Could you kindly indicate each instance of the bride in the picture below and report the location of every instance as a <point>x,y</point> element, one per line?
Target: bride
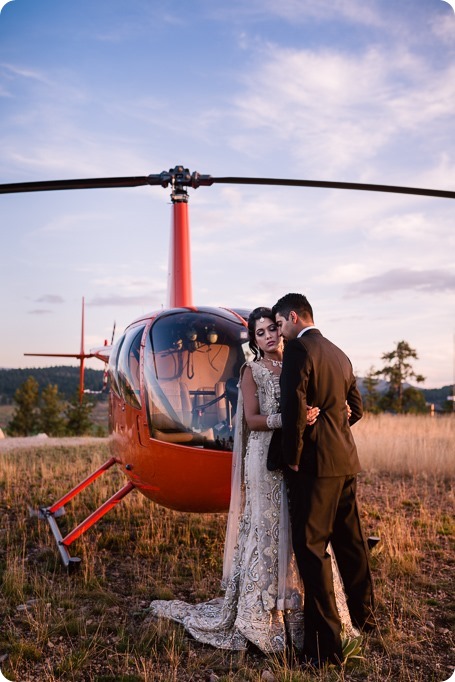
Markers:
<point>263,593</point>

...

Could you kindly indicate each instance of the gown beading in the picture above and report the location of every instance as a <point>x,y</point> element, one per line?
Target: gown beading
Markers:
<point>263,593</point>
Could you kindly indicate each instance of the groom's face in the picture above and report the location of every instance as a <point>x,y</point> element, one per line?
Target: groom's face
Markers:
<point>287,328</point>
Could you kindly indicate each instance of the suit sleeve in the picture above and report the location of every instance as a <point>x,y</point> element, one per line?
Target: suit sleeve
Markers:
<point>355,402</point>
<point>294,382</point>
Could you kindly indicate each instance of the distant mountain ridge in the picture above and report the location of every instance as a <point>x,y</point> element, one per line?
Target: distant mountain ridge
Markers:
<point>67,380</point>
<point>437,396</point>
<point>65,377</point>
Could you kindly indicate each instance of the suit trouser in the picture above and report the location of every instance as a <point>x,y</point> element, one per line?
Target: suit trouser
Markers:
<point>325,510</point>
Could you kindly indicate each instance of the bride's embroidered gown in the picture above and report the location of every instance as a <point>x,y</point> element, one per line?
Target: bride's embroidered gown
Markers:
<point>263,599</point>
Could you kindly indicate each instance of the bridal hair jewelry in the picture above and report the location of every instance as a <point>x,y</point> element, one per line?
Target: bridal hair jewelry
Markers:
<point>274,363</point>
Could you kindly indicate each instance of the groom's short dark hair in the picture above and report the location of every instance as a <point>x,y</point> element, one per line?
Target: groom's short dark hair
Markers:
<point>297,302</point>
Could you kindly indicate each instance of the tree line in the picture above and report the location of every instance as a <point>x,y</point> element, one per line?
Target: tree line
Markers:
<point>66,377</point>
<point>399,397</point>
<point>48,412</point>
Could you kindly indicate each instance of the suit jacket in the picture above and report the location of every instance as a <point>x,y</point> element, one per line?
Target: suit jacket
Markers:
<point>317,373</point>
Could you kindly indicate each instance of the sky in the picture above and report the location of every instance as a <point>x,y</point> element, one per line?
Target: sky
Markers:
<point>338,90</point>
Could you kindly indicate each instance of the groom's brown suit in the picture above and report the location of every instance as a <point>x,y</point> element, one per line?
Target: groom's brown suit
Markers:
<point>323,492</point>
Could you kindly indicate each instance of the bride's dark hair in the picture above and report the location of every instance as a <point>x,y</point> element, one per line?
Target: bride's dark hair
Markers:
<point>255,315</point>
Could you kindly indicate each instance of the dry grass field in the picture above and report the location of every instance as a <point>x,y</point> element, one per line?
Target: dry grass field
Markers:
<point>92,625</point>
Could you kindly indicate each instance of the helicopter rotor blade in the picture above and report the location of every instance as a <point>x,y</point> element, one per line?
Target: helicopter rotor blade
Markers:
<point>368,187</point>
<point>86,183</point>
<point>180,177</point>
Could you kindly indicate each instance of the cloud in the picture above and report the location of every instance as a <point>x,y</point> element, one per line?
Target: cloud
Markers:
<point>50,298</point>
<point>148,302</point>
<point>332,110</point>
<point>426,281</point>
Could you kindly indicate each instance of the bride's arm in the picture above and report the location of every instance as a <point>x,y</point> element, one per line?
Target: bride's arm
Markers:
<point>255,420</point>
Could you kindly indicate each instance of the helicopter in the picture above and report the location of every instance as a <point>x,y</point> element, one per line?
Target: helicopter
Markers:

---

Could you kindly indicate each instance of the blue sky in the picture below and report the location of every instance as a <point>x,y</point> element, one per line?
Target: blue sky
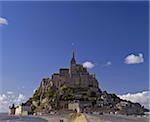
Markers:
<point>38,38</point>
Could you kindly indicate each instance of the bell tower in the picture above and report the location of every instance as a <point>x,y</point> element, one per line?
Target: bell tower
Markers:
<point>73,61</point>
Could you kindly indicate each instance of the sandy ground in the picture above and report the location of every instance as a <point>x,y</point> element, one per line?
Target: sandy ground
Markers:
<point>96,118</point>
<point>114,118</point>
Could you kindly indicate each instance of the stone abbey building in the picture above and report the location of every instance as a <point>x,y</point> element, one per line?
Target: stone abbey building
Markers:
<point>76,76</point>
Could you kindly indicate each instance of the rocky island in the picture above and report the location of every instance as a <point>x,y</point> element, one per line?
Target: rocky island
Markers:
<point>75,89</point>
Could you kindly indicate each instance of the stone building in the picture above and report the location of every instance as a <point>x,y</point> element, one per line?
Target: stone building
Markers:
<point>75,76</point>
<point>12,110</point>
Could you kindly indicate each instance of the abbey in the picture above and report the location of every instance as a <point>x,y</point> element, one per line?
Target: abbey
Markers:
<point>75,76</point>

Your task
Convert the entries into a JSON list of strings with one string per line, starting at the line that contains "Could you kindly indicate each instance of the gown" and stopping after the line that contains "<point>297,302</point>". Leave out any blank lines.

Written solution
[
  "Could you kindly indicate each instance of the gown beading in the picture above and report the location of every instance as a <point>x,y</point> element, one per line?",
  "Target: gown beading",
  "Markers:",
  "<point>263,593</point>",
  "Could you kindly indicate each instance of the groom's face in the picture above and report the location of every instance as a <point>x,y</point> element, one per line?",
  "Target: groom's face",
  "Markers:",
  "<point>287,328</point>",
  "Could you kindly indicate each instance of the suit sleeve in the picture above and report the location of every instance as a <point>x,y</point> element, one per line?",
  "Target: suit sleeve",
  "Markers:",
  "<point>355,402</point>",
  "<point>294,382</point>",
  "Could you kindly indicate each instance of the distant mountain ridge in the picture above and report the location of every instance as a <point>x,y</point> element, one per line?",
  "Target: distant mountain ridge",
  "Markers:",
  "<point>67,380</point>",
  "<point>437,396</point>",
  "<point>65,377</point>",
  "Could you kindly indicate each instance of the suit trouser in the picture above and report the location of every instance as a <point>x,y</point> element, one per line?",
  "Target: suit trouser",
  "Markers:",
  "<point>325,510</point>",
  "Could you kindly indicate each instance of the bride's embroidered gown in the picture above and report the location of every instance as a <point>x,y</point> element, one per line?",
  "Target: bride's embroidered gown",
  "Markers:",
  "<point>263,599</point>",
  "Could you kindly indicate each instance of the bridal hair jewelry in the picture above and report the location of every instance as a <point>x,y</point> element, one per line?",
  "Target: bridal hair jewelry",
  "Markers:",
  "<point>274,363</point>",
  "Could you kindly indicate each instance of the groom's short dark hair in the picture above and report the location of every instance as a <point>x,y</point> element, one per line?",
  "Target: groom's short dark hair",
  "Markers:",
  "<point>297,302</point>"
]